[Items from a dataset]
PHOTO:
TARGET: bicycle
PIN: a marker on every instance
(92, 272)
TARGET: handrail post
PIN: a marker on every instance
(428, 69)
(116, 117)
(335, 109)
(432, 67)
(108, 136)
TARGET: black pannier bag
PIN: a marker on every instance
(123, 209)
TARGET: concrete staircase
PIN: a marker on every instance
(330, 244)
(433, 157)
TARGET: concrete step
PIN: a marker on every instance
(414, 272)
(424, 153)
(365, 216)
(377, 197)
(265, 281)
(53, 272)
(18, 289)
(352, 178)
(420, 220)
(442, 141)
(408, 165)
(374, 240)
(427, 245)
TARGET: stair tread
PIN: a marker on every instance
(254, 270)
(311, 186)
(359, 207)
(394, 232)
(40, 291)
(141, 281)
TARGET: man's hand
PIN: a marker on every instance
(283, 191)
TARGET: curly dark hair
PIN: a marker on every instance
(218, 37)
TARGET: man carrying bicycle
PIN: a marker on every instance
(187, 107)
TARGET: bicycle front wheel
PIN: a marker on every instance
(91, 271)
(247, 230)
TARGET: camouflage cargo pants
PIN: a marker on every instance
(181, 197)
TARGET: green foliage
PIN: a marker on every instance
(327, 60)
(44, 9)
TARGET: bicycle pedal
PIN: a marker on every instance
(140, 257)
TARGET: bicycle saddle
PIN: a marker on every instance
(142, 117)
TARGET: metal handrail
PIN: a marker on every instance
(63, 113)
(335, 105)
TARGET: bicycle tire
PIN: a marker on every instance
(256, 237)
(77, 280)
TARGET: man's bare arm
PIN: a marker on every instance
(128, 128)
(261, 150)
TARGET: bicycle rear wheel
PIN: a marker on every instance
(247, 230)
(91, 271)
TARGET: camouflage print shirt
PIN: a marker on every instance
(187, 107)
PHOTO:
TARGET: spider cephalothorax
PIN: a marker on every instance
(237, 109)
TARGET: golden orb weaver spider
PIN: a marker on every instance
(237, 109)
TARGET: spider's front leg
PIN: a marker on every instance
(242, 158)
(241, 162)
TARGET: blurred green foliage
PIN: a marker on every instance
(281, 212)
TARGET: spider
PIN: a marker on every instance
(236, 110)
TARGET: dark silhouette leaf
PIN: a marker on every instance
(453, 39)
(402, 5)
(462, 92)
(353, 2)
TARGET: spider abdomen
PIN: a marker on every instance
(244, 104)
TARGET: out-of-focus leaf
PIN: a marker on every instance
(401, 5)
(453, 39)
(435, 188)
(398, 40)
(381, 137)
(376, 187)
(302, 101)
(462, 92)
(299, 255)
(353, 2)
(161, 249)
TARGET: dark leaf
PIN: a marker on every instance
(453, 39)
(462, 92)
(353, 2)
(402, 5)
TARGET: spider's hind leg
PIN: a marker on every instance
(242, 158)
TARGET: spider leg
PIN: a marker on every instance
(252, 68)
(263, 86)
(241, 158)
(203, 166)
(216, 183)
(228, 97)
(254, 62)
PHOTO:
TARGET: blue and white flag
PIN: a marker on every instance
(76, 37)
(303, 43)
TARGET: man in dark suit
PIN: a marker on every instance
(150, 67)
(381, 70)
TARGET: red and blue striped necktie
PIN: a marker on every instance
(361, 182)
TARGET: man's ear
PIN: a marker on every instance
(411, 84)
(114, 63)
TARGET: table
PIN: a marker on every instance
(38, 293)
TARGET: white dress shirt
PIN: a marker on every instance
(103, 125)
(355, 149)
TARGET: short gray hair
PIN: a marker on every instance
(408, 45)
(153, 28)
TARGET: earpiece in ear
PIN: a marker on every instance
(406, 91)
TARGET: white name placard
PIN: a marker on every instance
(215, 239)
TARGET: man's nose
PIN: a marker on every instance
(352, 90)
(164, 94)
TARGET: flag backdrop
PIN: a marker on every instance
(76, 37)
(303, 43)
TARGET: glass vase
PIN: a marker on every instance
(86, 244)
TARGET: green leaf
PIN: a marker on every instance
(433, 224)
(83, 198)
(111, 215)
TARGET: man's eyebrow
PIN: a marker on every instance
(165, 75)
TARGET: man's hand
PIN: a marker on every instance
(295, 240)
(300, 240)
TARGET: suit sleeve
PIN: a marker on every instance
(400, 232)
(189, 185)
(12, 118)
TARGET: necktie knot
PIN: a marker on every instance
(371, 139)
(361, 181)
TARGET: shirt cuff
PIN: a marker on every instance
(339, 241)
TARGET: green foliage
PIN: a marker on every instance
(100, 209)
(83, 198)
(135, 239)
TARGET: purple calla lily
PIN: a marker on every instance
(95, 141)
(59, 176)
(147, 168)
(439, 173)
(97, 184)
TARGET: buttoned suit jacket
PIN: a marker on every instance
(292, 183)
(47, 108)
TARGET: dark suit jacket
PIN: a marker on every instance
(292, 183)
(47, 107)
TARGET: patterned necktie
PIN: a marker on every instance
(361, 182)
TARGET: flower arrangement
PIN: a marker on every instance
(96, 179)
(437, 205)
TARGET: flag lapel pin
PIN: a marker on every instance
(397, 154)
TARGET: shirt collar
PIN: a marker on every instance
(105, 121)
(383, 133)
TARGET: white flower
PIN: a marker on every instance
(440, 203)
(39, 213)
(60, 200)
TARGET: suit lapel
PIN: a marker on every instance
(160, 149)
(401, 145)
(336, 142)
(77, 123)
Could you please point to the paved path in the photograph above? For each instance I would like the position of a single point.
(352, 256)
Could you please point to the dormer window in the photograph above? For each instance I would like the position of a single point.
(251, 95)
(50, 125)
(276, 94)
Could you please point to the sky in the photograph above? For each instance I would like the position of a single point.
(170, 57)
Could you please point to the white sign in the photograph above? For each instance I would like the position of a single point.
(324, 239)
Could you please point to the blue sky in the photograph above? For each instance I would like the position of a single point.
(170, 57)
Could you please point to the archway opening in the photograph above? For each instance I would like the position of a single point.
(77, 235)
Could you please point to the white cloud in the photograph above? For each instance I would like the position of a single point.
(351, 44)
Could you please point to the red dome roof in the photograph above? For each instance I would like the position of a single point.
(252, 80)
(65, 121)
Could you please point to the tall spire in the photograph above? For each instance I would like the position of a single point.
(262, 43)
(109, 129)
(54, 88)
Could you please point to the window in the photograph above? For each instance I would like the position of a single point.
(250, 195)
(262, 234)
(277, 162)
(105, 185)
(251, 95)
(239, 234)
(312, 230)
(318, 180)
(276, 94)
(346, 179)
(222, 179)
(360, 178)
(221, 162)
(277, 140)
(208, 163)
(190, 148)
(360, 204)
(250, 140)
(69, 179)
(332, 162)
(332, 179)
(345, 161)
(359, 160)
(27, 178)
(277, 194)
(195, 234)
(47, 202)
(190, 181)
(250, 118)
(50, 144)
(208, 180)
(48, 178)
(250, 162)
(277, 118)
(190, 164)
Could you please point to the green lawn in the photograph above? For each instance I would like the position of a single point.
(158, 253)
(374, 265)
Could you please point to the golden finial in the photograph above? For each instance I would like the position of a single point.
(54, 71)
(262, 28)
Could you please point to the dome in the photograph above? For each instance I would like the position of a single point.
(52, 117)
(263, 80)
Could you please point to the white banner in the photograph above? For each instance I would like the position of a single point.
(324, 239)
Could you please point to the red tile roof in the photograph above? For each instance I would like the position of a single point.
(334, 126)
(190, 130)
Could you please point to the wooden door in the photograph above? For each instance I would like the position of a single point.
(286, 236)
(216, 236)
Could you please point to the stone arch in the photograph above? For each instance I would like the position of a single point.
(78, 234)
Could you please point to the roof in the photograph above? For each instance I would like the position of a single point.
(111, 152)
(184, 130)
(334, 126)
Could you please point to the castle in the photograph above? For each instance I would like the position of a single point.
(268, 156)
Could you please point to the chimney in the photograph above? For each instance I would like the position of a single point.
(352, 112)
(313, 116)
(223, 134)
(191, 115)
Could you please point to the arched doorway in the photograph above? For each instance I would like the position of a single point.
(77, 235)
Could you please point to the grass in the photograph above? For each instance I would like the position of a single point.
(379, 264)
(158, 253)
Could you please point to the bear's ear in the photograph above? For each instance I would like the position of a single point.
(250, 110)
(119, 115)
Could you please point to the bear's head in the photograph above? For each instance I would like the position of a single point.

(What you are asked to do):
Lines that hold "wheel" are the ones to copy, so pick each out from the data.

(Answer section):
TARGET: bicycle front wheel
TARGET: bicycle rear wheel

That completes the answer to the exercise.